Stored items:
———

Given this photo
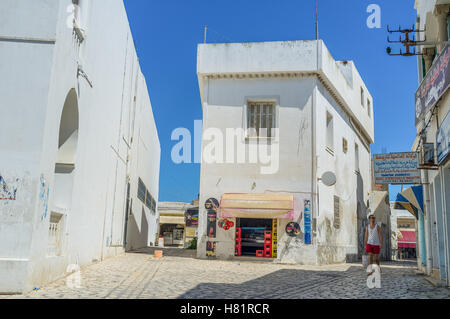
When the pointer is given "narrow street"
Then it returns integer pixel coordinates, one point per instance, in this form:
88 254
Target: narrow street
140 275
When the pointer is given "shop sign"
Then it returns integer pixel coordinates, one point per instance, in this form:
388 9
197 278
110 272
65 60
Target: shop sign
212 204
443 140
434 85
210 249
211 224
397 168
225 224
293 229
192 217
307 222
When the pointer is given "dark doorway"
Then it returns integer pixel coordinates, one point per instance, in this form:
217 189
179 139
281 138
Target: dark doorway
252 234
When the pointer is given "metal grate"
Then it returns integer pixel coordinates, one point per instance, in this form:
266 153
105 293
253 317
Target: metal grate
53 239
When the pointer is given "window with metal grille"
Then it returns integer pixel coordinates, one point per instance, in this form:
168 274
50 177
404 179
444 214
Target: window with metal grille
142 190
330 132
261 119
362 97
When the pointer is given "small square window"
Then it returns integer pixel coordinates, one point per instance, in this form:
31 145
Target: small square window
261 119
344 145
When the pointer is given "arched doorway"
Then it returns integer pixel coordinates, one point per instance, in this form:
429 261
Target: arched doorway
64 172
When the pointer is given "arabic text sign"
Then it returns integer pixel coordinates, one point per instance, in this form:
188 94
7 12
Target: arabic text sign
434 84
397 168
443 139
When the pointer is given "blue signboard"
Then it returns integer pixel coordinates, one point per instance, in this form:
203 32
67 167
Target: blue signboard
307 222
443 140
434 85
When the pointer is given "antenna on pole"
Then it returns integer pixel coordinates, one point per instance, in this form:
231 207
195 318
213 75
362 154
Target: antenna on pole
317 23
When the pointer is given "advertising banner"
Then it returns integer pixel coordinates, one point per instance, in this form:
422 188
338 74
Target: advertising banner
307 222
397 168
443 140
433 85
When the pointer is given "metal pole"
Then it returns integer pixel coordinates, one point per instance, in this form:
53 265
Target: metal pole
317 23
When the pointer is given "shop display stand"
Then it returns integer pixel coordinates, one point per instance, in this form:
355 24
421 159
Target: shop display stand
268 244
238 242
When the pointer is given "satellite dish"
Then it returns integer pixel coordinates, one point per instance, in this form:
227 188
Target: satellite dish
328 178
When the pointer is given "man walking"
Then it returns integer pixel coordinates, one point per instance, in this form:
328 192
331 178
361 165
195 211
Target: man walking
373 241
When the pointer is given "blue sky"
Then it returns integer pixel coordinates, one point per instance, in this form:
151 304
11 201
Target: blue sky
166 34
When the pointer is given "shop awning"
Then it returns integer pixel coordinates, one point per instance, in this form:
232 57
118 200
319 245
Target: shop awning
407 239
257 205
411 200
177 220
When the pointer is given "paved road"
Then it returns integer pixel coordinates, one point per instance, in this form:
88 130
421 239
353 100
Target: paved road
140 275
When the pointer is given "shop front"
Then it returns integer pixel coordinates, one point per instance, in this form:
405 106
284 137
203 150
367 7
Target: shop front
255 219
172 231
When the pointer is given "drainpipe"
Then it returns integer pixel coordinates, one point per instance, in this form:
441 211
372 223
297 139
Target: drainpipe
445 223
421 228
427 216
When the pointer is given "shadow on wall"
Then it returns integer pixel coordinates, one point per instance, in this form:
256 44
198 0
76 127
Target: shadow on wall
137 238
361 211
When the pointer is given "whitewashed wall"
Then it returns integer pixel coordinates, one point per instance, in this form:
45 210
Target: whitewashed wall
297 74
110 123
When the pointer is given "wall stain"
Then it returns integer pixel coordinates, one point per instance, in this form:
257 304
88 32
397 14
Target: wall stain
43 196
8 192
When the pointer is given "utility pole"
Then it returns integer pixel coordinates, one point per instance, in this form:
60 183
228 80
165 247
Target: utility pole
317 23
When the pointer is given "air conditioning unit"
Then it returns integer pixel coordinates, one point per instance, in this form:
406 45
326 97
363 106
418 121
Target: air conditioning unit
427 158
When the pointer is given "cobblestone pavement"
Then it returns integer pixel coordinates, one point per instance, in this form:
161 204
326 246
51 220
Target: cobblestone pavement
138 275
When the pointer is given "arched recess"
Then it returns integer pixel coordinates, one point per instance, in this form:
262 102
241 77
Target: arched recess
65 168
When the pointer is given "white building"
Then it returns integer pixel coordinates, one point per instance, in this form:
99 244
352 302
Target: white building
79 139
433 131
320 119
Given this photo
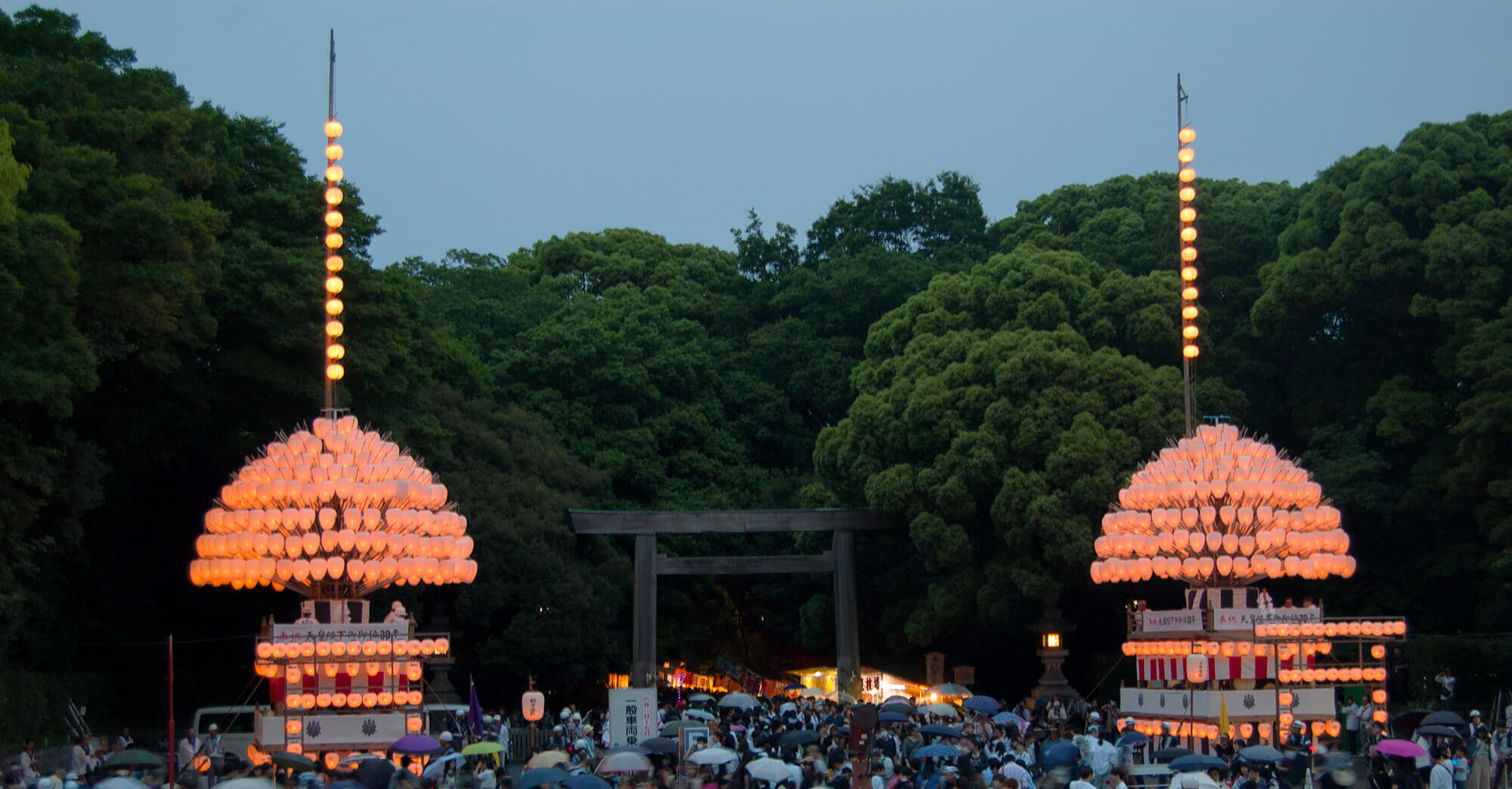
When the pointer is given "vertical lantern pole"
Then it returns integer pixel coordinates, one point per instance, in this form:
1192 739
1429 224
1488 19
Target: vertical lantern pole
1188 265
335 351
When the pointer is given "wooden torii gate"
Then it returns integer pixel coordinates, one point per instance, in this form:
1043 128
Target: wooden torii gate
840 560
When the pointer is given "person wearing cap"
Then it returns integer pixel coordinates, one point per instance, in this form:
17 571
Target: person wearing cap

———

■ Problem statement:
The entries above need to be output again in full, exactly, and without pictures.

■ Answer to this problem:
Given this photo
When the pointer is given "narrow street"
Then it returns integer pixel coordinates, one point per instance, in this form:
88 254
Target: narrow street
140 275
When the pointer is given "shop sign"
Then it returns integer pixel coordinates, one point per instance, in this form:
388 9
197 278
110 272
65 60
Target: shop sign
212 204
443 140
434 85
210 249
211 224
397 168
225 224
293 229
192 217
307 222
When the pointer is given "dark doorway"
Then it returns integer pixel coordinates, one point per instance, in this form:
217 189
179 139
281 138
Target: dark doorway
252 234
When the pointer is given "metal grate"
Then it returns integer pixel coordinates, one point per instance, in this form:
266 153
105 293
253 317
Target: metal grate
53 239
When the pointer is given "window with metal grille"
Then it returns integer pixel coordinates, one point per instance, in this form:
168 274
50 177
404 179
444 214
Target: window with metal grille
142 190
330 132
261 119
362 97
When the pointer is given "small square window"
Then it returns integer pixel coordinates, one point per instance, in this form:
31 145
Target: small square window
261 119
344 145
When the pointer is given "arched doorway"
Then it returns integer pixel coordinates, one point per instance, in this form:
429 261
Target: arched doorway
64 172
When the pointer is given "arabic text sign"
Then it returns integer pixel coordinates, one point per instance, in this form:
188 94
7 12
Target: arabic text sign
434 84
397 168
443 139
When the pointer is given "blue signboard"
Then it returns integer pixel coordinates, one point per instance, in this form:
203 32
67 167
Target: blue signboard
307 222
443 140
434 85
When the pointer is given "antenna on pole"
Then it returns integer pixel coordinates, one point per instance, in this form:
231 207
195 318
213 75
362 154
Target: antenna on pole
317 23
When the pointer is given "advertising banner"
Then it returns integer pixel coordinates, one point per instance, in this form:
422 188
338 74
Target: advertising banner
307 222
397 168
443 140
433 85
When the pointer is given "metal pole"
Then it returns integer pixel coordinates, one point per instance, in this form:
53 265
Target: metal pole
317 23
When the pointer is given "shop display stand"
Then it returns integer pixel coordinates, one point per instance, in this form:
355 24
421 159
Target: shop display stand
268 244
238 242
When the pointer is given "satellite dish"
Then it returns integer pixel coordinates, one point per instance, in this form:
227 188
Target: satellite dish
328 178
When the pointer is given "man walking"
Then it returns integer pixel coordinates, one point per instance, in this form:
328 192
331 178
361 165
195 211
Target: man walking
373 241
When the pointer is given "blue sky"
Then it returns integer pixel coordinates, one point per instance, in this form:
151 304
11 201
Target: blue sky
166 34
When the pointer is given "shop awning"
Then it returns integer pixel coordinates, one point per instance, in this form:
232 57
118 200
319 245
Target: shop awning
407 239
257 205
411 200
177 220
When the pointer is given "paved road"
Then it returns integer pixel coordinates, one point per instance, in this form:
88 130
421 239
353 100
Target: paved road
140 275
When the pointer is given "shop front"
Then it returns integer pixel coordinates, one point per instance, in this form:
405 106
284 137
203 150
367 7
Target: shop front
255 219
172 231
When the pointer is given "drainpipe"
Then it returns integer pixel coordinates, one point per instance, in this form:
441 211
372 223
297 139
Target: drainpipe
445 223
421 228
427 216
When the pointer is given "shadow on wall"
Then it returns integer pixel coordinates, one point per instance, in this form:
256 44
198 0
76 127
Target: shadow on wall
137 238
361 211
When the pointer is given "whitewashed wall"
Then it returns integer pixel coordinates, one point per instance, in this form:
45 210
Target: whitewashed wall
297 74
110 123
When the pointer is given "wall stain"
Then it returns integer pixel coordinates, one point per instance, in this form:
257 304
88 32
397 14
Target: wall stain
43 196
8 192
When the pointer is given "utility pole"
Then it returns integer pixel coordinates, one point per instance, in this form:
60 183
228 80
165 247
Target: utility pole
317 23
When the pointer is given "air conditioning unit"
Then it returns integer pixel coordinates, one point per instance, in this form:
406 45
326 97
363 106
418 121
Target: air conditioning unit
427 158
When the pointer is given "cobblestone pavement"
Then it returns integer pixel coordinates, one point per instance, in this form:
161 204
326 246
51 220
Target: cobblestone pavement
138 275
When the pointer is given "arched recess"
Then it returns integer pixel coordinates, one point per instance, in this form:
262 102
241 77
Target: arched recess
65 168
When the pointer is given "white building"
Then it returns integer pixel coordinates, one point per instance, in this form:
99 244
352 302
Target: white building
79 139
433 131
320 119
Given this photo
When the pointer is given "vertical lantern pole"
Then it returns integer pixel coordinates, one point per instance, in this form:
1192 739
1429 224
1488 19
Target: vertical lantern pole
1188 265
335 351
When the pointer is given "wooden torii gate"
Then it returns integer pixel coordinates, one point per instance, in this form:
1043 128
Target: wooden torii gate
840 560
When the pointer is given "person wearing cap"
Then it returns integer pixel coordinates, one point per instance, in this form:
17 571
Target: person wearing cap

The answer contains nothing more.